Given data START

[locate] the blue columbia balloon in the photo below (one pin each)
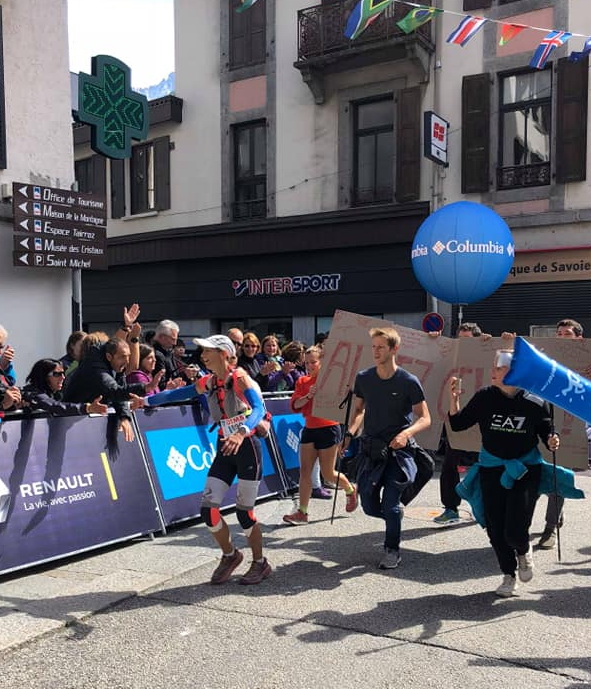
(462, 253)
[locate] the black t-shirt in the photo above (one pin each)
(389, 402)
(510, 426)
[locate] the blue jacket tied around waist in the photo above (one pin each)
(469, 489)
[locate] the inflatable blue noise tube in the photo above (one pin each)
(184, 394)
(534, 371)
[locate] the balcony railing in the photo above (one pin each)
(322, 29)
(535, 175)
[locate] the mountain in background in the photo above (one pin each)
(160, 90)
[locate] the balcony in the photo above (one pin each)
(324, 49)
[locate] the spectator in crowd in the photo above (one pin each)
(44, 391)
(101, 374)
(247, 360)
(292, 353)
(72, 355)
(166, 336)
(237, 337)
(144, 373)
(6, 358)
(453, 459)
(275, 371)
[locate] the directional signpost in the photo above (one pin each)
(58, 228)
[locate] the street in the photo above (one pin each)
(327, 617)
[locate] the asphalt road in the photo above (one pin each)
(145, 616)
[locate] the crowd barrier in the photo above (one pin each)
(65, 490)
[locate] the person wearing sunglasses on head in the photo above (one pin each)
(43, 391)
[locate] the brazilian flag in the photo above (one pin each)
(417, 17)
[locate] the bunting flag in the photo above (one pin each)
(363, 15)
(246, 4)
(467, 28)
(509, 31)
(577, 57)
(417, 17)
(547, 46)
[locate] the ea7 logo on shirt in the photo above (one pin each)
(510, 424)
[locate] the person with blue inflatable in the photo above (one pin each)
(567, 329)
(503, 487)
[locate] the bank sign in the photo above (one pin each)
(299, 284)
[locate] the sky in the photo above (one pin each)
(137, 32)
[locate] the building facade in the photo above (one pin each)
(35, 148)
(292, 179)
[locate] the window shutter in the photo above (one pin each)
(162, 173)
(475, 134)
(117, 188)
(408, 145)
(98, 174)
(476, 4)
(571, 120)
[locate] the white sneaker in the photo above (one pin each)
(508, 587)
(525, 566)
(391, 559)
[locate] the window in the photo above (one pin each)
(525, 129)
(250, 171)
(150, 176)
(373, 165)
(91, 175)
(247, 35)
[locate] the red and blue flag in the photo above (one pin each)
(547, 46)
(467, 28)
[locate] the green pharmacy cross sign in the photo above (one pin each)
(115, 113)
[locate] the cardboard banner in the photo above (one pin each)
(434, 361)
(180, 446)
(62, 494)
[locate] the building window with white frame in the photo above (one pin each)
(525, 129)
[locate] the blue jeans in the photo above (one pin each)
(383, 501)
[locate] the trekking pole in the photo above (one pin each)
(346, 402)
(552, 431)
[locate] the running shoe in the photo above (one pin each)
(227, 565)
(298, 517)
(508, 587)
(352, 501)
(321, 493)
(448, 516)
(257, 572)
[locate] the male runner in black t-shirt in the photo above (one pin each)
(386, 399)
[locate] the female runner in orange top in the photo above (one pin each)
(320, 439)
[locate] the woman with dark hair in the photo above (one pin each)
(43, 392)
(145, 373)
(73, 346)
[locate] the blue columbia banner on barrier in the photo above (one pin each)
(62, 493)
(180, 447)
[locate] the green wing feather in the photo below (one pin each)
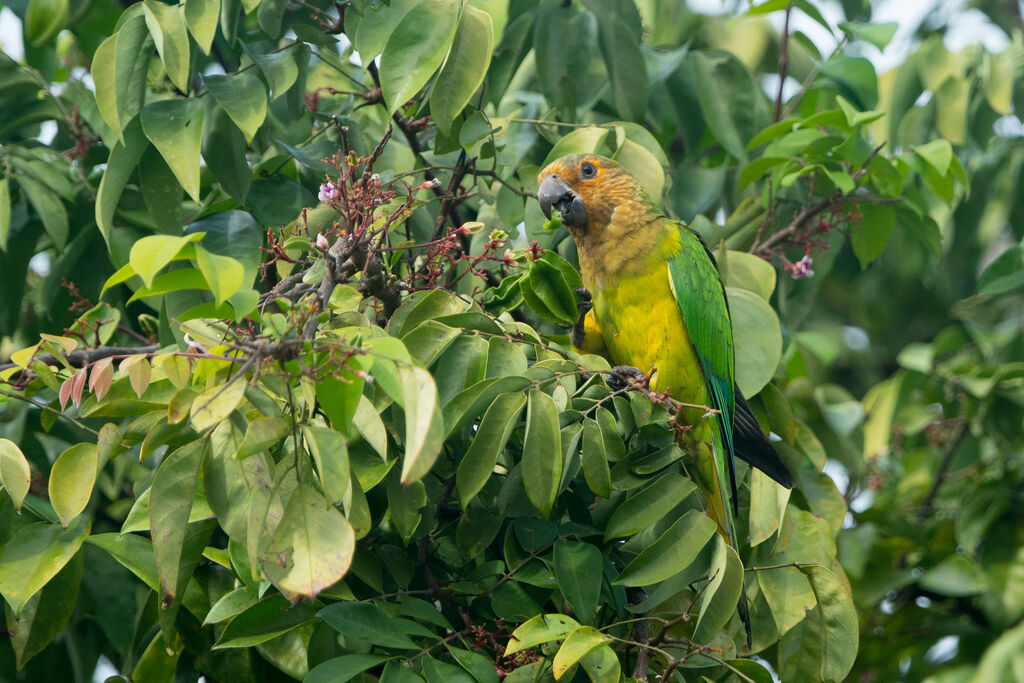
(700, 297)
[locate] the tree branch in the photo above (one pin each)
(83, 358)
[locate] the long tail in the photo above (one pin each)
(713, 465)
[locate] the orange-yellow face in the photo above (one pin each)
(586, 189)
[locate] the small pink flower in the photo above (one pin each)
(328, 193)
(802, 268)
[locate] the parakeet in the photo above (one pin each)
(658, 301)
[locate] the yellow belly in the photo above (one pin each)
(642, 327)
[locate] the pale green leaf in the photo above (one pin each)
(72, 478)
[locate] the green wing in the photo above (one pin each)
(700, 296)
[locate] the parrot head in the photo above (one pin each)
(587, 190)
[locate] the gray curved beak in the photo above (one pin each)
(553, 193)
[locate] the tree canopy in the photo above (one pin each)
(287, 391)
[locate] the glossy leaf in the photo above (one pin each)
(465, 67)
(14, 472)
(175, 128)
(672, 553)
(310, 549)
(72, 479)
(542, 453)
(34, 555)
(492, 435)
(415, 49)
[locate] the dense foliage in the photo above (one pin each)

Given data END

§ **What you will do**
What is needed is a verbatim transcription of the records, minus the pictures.

§ **Exercise response**
[locate] the blue columbia balloon in the photo below (one pin each)
(462, 253)
[locate] the black t-shirt in the photo above (one pin each)
(389, 402)
(510, 426)
[locate] the blue jacket tied around waist in the photo above (one pin each)
(469, 489)
[locate] the inflatable blue noise tube in the photo above (one pin each)
(184, 394)
(534, 371)
[locate] the balcony railing in the photo above (one pin each)
(322, 29)
(535, 175)
[locate] the mountain in background in the photo above (one pin each)
(160, 90)
[locate] the balcony in the photo above (one pin each)
(324, 49)
[locate] the spectator in crowd in the photo above (one pin each)
(44, 391)
(101, 374)
(247, 360)
(292, 353)
(72, 355)
(166, 336)
(237, 337)
(144, 373)
(6, 358)
(453, 459)
(275, 371)
[locate] the directional signpost in the photo above (one pin each)
(58, 228)
[locate] the street in the photo above (one pin each)
(327, 617)
[locate] the asphalt road in the photo above (one pin each)
(145, 616)
[locate] the crowd barrier in the photo above (one pin each)
(65, 490)
[locate] the person wearing sunglasses on head in the photo above (one pin each)
(43, 391)
[locate] the brazilian flag in the photo above (one pin each)
(417, 17)
[locate] the bunting flag in the photo above (one pin each)
(363, 15)
(246, 4)
(467, 28)
(509, 31)
(577, 57)
(417, 17)
(547, 46)
[locate] the ea7 logo on shirt in the photo above (one pin each)
(510, 424)
[locate] the person with blue inflatable in the photo above (one pin each)
(567, 329)
(503, 487)
[locate] the bank sign in the photo above (one pin each)
(299, 284)
[locate] the sky in the photo above (one pin each)
(137, 32)
[locate] the building facade in the photo above (one pin each)
(35, 148)
(292, 179)
[locate] the window shutter in the photo above (one pin each)
(162, 173)
(475, 134)
(117, 188)
(408, 145)
(98, 174)
(476, 4)
(571, 120)
[locate] the white sneaker in the photo above (one pin each)
(508, 587)
(525, 566)
(391, 559)
[locate] the window in the photo above (one pin each)
(525, 129)
(250, 171)
(150, 176)
(373, 165)
(91, 175)
(247, 35)
[locate] the red and blue flag in the photo above (one pin each)
(547, 46)
(467, 28)
[locate] the green pharmacy cross sign in the photo above (one pin each)
(115, 113)
[locate] the cardboard banner in the photo above (one pin each)
(434, 361)
(180, 446)
(62, 494)
[locate] the building window with white frame in the photo above (one pin each)
(525, 129)
[locate] the blue jeans in the photo above (one pin each)
(383, 501)
[locate] the trekking pole in the photo above (one pin each)
(346, 402)
(552, 431)
[locate] the running shoe in the photo above (one pin each)
(227, 565)
(298, 517)
(508, 587)
(352, 501)
(321, 493)
(448, 516)
(257, 572)
[locate] the male runner in black t-shirt in the photo above (one pin each)
(386, 399)
[locate] the female runner in orange top in the photo above (one pin each)
(320, 439)
[locate] the woman with dark hair in the photo above (one pin each)
(43, 392)
(145, 373)
(73, 346)
[locate] the blue columbia banner on barrier in the photo above (one pin each)
(62, 493)
(180, 447)
[locate] the green wing feather in the photo below (one pin each)
(700, 297)
[locate] the tree branch in the photo above (one pin each)
(83, 358)
[locate] the long tail in the photo above (one pin each)
(713, 465)
[locate] the orange-yellow face in the photo above (one pin each)
(586, 189)
[locate] the small pink flower in the photo above (one pin each)
(328, 193)
(802, 268)
[locate] the parakeet in the photo above (one pin each)
(658, 301)
[locate] the yellow belly in the photo above (one pin each)
(642, 327)
[locate] the pale green leaf in the photo above (one pin each)
(72, 478)
[locate] the green wing in the photo above (one pin each)
(700, 296)
[locate] the parrot head in the photo above (one pin each)
(587, 190)
[locate] the gray curved beak in the photo above (one pin each)
(553, 193)
[locate] the tree canopy in the photo above (one pin each)
(287, 391)
[locate] the glossy leaf in the photo above (one pin each)
(465, 67)
(14, 472)
(175, 128)
(672, 553)
(310, 549)
(72, 479)
(542, 453)
(34, 555)
(492, 435)
(415, 49)
[locate] the dense foliage in the photo above (one pin each)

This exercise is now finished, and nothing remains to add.